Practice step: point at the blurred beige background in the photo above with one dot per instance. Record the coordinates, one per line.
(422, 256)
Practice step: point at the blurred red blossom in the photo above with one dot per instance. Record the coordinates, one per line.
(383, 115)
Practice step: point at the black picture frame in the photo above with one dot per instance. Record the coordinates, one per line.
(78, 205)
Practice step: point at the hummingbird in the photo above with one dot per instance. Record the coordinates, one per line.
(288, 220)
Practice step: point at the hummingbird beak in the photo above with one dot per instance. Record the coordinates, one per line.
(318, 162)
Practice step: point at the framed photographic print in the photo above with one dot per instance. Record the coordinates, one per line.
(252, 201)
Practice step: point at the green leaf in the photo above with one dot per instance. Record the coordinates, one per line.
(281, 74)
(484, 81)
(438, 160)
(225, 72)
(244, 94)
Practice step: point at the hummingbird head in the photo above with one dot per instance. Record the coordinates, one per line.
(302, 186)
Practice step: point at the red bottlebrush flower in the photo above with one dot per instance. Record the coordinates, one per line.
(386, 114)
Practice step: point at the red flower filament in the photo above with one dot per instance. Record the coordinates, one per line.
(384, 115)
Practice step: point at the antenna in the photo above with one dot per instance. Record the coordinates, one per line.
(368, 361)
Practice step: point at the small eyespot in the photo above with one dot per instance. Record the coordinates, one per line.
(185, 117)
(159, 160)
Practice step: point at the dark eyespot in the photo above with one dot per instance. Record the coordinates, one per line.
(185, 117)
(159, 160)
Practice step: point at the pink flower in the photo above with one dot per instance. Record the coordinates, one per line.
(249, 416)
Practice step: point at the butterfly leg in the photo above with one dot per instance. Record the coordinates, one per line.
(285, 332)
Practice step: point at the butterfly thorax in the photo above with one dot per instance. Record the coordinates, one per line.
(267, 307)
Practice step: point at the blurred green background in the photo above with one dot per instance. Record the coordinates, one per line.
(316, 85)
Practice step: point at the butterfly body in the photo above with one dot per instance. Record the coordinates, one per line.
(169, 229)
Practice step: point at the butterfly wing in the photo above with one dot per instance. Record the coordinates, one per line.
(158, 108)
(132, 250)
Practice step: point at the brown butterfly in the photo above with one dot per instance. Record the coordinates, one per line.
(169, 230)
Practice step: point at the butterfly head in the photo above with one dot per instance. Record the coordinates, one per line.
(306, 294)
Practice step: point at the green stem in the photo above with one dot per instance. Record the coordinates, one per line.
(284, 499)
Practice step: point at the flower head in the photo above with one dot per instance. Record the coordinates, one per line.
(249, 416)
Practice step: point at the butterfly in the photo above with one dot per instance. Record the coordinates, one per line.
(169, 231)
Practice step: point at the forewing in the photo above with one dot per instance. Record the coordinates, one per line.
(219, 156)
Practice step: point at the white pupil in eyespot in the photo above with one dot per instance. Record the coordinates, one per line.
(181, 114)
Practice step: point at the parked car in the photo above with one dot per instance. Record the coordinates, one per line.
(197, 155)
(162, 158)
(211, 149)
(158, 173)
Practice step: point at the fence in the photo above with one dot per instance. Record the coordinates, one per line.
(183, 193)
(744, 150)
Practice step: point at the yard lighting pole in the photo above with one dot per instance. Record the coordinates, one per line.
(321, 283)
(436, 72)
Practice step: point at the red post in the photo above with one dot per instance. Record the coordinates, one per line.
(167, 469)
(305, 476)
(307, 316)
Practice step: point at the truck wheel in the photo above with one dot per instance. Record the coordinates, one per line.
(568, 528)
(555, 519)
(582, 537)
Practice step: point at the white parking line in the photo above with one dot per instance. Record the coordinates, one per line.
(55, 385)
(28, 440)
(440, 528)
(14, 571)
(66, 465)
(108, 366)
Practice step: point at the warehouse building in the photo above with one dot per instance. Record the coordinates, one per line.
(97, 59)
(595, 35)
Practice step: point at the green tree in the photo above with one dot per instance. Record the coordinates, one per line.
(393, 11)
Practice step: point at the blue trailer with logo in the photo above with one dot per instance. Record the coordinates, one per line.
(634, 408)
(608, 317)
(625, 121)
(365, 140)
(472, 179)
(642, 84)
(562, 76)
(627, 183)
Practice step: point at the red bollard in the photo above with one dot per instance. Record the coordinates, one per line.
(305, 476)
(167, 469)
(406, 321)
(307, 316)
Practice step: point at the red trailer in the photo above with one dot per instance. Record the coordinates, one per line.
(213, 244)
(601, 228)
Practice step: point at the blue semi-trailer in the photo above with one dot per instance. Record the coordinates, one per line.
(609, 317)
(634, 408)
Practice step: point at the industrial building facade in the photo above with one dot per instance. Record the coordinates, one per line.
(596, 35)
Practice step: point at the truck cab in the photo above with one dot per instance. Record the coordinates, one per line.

What you will do: For this exercise, please retype exactly the lines in the listing from the line with "Practice step: point at the green tree" through its last line, both ends included.

Solved problem:
Practice step: point at the green tree in the photo above with one dot per instance. Record the coordinates, one per line.
(393, 11)
Practice step: point at the blue trailer with logo in the photo above with one dot per instance. Record the coordinates, one per line.
(634, 408)
(608, 317)
(625, 121)
(365, 140)
(472, 179)
(642, 84)
(562, 76)
(627, 183)
Practice step: point at the red bollard in the photo above with one dot per instance. Record the coordinates, one per line.
(305, 476)
(167, 469)
(406, 321)
(307, 316)
Practice step: point at the red trailer in the photo above with one dot per instance. Record the coordinates, one per line.
(213, 244)
(601, 228)
Practice step: point at the blue semi-trailer in the photo above with one dot per instance. Record the coordinates, one per line.
(609, 317)
(634, 408)
Practice step: point at the industrial building facade in the photo above with one dot per instance. Record the coordinates, one per line.
(596, 35)
Practice step: point at the truck cab in the photo above with one dot per instance. Record the coordinates, one per line.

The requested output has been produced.